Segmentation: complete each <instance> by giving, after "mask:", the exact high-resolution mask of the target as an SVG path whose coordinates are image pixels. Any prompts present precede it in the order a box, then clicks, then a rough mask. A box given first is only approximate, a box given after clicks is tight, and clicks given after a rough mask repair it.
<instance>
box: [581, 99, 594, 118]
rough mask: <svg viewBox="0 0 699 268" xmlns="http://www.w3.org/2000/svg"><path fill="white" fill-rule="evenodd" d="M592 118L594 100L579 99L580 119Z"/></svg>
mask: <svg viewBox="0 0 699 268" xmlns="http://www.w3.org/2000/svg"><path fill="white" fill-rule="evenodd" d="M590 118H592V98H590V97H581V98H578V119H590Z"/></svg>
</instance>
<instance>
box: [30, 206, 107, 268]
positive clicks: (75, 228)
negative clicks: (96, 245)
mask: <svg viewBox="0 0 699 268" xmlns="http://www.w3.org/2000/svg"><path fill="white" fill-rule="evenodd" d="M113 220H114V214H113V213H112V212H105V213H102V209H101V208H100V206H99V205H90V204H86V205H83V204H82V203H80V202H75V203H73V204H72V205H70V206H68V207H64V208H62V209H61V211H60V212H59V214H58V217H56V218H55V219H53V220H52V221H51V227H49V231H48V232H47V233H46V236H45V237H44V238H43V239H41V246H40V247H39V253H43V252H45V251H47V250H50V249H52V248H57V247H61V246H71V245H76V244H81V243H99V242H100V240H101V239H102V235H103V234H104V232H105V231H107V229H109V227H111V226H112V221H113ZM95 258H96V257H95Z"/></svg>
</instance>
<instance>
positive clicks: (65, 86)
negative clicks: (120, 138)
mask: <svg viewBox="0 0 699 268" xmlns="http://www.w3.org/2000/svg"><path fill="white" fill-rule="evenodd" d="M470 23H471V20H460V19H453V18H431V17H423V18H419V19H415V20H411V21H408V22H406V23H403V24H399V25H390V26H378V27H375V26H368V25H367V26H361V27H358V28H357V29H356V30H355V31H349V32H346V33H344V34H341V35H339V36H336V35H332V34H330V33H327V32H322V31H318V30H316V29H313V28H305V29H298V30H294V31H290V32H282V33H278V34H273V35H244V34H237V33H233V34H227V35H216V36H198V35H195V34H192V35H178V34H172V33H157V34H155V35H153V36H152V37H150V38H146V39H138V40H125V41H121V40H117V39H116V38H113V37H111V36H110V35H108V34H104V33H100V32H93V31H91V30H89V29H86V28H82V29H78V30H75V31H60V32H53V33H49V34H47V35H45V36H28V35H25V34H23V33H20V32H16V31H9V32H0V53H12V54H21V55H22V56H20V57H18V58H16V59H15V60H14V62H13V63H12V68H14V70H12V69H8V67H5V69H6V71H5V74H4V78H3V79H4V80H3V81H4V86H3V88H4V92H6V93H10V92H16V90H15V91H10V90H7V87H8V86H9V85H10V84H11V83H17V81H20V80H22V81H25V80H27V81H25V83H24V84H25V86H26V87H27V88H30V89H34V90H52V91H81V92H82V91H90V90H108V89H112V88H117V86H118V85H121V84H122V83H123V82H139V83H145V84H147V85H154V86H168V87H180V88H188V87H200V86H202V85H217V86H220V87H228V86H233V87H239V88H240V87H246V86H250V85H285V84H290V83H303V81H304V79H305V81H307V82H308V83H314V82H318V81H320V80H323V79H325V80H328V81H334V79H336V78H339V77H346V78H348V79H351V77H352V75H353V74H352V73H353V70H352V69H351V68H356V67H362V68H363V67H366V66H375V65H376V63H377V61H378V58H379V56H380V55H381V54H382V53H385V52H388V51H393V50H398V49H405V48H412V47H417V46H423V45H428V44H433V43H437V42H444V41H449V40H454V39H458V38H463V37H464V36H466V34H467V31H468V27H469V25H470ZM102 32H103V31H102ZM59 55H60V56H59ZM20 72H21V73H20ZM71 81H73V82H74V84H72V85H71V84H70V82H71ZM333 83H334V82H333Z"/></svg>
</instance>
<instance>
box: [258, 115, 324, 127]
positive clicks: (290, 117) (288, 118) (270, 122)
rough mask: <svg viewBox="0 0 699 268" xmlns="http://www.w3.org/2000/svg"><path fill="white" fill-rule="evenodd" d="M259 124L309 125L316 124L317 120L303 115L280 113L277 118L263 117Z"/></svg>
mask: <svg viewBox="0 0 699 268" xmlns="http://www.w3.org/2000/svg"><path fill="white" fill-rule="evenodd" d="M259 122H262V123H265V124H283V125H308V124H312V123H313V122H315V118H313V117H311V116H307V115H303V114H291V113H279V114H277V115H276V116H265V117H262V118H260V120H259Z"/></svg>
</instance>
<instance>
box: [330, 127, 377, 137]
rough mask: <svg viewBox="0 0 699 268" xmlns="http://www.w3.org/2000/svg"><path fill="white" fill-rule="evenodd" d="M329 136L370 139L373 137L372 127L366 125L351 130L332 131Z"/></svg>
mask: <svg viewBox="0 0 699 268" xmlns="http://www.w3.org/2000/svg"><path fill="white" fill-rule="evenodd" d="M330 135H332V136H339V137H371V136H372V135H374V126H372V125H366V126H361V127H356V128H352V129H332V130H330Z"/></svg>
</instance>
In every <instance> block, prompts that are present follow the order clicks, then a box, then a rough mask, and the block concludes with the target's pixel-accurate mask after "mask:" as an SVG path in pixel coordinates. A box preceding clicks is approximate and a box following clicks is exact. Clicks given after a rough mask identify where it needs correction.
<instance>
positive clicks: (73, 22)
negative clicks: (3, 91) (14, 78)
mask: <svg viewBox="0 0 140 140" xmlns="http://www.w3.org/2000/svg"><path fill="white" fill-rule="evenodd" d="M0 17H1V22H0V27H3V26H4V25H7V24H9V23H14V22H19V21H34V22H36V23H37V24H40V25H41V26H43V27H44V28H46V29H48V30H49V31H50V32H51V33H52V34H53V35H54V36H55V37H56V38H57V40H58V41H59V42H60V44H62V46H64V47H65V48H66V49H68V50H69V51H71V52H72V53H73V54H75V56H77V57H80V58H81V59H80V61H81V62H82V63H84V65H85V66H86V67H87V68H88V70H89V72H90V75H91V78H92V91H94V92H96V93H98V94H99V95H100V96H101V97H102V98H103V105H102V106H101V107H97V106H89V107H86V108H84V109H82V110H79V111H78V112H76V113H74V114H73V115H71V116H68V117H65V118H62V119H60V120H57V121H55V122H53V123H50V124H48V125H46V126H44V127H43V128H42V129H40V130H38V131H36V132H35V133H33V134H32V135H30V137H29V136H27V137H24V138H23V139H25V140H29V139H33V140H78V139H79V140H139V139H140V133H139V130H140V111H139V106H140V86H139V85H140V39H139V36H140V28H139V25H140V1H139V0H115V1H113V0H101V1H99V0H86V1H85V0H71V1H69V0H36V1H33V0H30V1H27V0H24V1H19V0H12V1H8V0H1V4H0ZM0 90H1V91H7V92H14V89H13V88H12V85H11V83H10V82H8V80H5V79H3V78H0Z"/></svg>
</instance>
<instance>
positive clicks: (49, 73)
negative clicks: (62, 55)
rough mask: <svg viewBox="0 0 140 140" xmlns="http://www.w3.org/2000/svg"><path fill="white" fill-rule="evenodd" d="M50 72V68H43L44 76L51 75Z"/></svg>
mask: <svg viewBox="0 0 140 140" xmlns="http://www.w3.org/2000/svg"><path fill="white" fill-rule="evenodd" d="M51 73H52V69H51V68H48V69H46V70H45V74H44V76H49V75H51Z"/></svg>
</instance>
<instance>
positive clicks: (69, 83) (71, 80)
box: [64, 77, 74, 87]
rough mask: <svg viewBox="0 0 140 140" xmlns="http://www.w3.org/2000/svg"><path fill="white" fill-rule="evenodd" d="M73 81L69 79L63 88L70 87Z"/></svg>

AIM OF THE TASK –
Which lines of the data include the word "target"? Copy each one.

OUTPUT FOR THIS TASK –
Segmentation: complete each <instance> by giving, after "mask:", the exact high-resolution mask of the target as an SVG path whose coordinates are image pixels. Any prompts present precede it in the order a box, then clicks, then a rough mask. A box given first is only approximate, a box given after clicks is tight, and clicks given after a rough mask repair it.
In every <instance> block, prompts that are present follow the order clicks, then a box, then a rough mask, and the block concludes with the target's pixel-accurate mask after "mask:" as an SVG path in pixel coordinates. A box preceding clicks is approximate and a box following clicks is exact. Clicks given after a rough mask identify where it needs correction.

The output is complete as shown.